▶ **Objectives**
(a) Name every New York venue where the artist bios say Kathia St. Hilaire has recent and upcoming group shows.
(b) Set down the portion of the artist bios between "JJ Manford (b.1983)" and "at Pratt Institute.", inclusive, with no changes.

-- begin Passage to read --

JJ Manford (b.1983) lives and works in Brooklyn, NY. He has done recent projects with Alexander Berggruen, NY; Freight and Volume, NY, Hesse Flatow, NY and forthcoming at Annarumma Gallery (Naples). Manford is also the co-founder of the Brooklyn-based artist collective Underdonk and is an adjunct professor at Pratt Institute.
Kathia St. Hilaire interlaces elaborate processes and personal narratives into her practice. Drawing from Haitian Vodun culture and her upbringing in a South Floridian Caribbean community, St. Hilaire's interdisciplinary work is densely layered and evocative of traditional tapestry fabrics. Using relief printing techniques and oil based and metallic ink on canvas, she creates luminous compositions in which figuration functions as a means of memorializing both personal moments and controversial political historical moments. The two works included are inspired by the Parsley Massacre of 1937, in which Haitians and Dominicans of Haitian descent were systematically executed by Dominican dictator Rafael Trujilo. As Haitians and Dominicans pronounce the Spanish word “perejil” differently, this became a litmus test for determining their origins.
Kathia St. Hilaire (b.1995) currently lives and works in Palm Beach, FL and has an MFA in Painting/Printmaking from the Yale School of Art (2020). St. Hilaire has recent and upcoming group shows in New York at The Tang Teaching Museum at Skidmore College, Half Gallery, James Fuentes, and Blum & Poe. She received her BFA in Printmaking at the Rhode Island School of Design. She is the 2019 recipient of the Jorge M. Perez Award.

-- end Passage to read --
-- begin Record set --

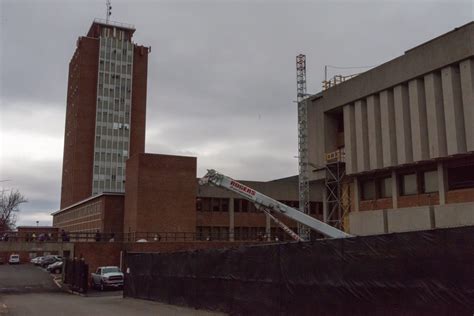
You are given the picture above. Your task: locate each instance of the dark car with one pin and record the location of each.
(56, 267)
(49, 260)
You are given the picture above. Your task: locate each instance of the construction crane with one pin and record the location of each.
(269, 205)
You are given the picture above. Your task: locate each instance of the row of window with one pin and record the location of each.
(206, 204)
(80, 212)
(417, 182)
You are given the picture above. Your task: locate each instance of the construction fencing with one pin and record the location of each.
(418, 273)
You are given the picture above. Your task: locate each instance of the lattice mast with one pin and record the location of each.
(303, 161)
(108, 12)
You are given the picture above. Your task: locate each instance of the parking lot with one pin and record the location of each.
(29, 290)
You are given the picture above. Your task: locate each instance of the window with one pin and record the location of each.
(368, 190)
(461, 177)
(430, 181)
(408, 184)
(385, 187)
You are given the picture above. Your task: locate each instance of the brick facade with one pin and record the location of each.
(160, 194)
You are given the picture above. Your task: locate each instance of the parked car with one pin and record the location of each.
(56, 267)
(14, 259)
(107, 277)
(47, 260)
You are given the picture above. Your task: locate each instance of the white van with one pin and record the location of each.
(14, 259)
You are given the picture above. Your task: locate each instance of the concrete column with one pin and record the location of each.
(453, 110)
(350, 139)
(387, 118)
(467, 87)
(374, 132)
(325, 205)
(395, 192)
(435, 115)
(231, 219)
(356, 195)
(419, 124)
(268, 226)
(442, 184)
(403, 124)
(362, 137)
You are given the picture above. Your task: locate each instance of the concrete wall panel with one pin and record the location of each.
(453, 110)
(366, 223)
(387, 117)
(350, 139)
(454, 215)
(409, 219)
(467, 87)
(362, 137)
(435, 115)
(419, 128)
(403, 124)
(375, 132)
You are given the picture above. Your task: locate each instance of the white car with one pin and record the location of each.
(14, 259)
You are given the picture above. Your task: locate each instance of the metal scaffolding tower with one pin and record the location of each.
(337, 190)
(303, 163)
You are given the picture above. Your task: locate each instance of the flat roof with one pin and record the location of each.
(88, 199)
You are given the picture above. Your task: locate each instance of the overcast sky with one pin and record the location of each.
(221, 76)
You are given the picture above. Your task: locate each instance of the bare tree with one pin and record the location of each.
(9, 208)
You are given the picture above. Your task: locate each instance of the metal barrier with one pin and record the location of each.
(142, 237)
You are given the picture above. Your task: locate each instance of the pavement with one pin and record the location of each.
(29, 290)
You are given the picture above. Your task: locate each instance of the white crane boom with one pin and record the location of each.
(267, 204)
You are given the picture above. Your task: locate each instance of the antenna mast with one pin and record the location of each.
(303, 162)
(108, 4)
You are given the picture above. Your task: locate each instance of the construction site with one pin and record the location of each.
(379, 219)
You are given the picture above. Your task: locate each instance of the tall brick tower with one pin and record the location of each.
(106, 106)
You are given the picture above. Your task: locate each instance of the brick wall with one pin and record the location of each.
(160, 194)
(80, 122)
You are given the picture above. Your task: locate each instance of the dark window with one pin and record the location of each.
(430, 181)
(408, 184)
(461, 177)
(368, 190)
(385, 187)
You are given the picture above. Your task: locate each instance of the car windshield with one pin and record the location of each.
(110, 269)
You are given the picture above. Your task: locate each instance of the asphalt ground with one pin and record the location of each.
(29, 290)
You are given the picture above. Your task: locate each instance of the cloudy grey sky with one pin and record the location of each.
(221, 76)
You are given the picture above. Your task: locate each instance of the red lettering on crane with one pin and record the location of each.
(242, 188)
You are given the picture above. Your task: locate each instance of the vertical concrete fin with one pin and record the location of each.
(389, 141)
(453, 110)
(435, 115)
(350, 139)
(375, 132)
(467, 87)
(362, 139)
(419, 127)
(403, 124)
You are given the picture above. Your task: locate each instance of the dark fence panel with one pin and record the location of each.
(427, 273)
(76, 275)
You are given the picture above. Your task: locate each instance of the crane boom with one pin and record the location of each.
(267, 204)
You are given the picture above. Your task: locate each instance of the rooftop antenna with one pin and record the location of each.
(108, 3)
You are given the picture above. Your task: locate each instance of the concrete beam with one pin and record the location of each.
(403, 124)
(350, 139)
(362, 137)
(375, 132)
(387, 118)
(435, 115)
(467, 87)
(419, 125)
(453, 110)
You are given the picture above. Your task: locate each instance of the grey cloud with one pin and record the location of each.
(221, 74)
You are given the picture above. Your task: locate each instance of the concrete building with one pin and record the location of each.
(105, 116)
(405, 133)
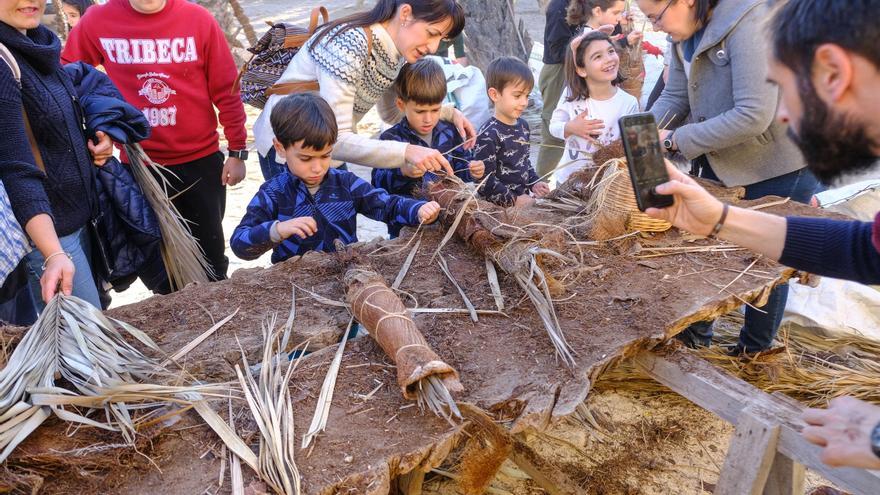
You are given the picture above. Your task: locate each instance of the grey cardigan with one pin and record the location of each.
(726, 108)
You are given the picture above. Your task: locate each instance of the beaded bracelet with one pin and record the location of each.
(46, 262)
(718, 226)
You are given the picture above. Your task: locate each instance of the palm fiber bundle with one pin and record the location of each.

-- end Record set --

▶ **Responses to the exercise**
(a) The Tang Teaching Museum at Skidmore College, Half Gallery, James Fuentes, and Blum & Poe.

(b)
JJ Manford (b.1983) lives and works in Brooklyn, NY. He has done recent projects with Alexander Berggruen, NY; Freight and Volume, NY, Hesse Flatow, NY and forthcoming at Annarumma Gallery (Naples). Manford is also the co-founder of the Brooklyn-based artist collective Underdonk and is an adjunct professor at Pratt Institute.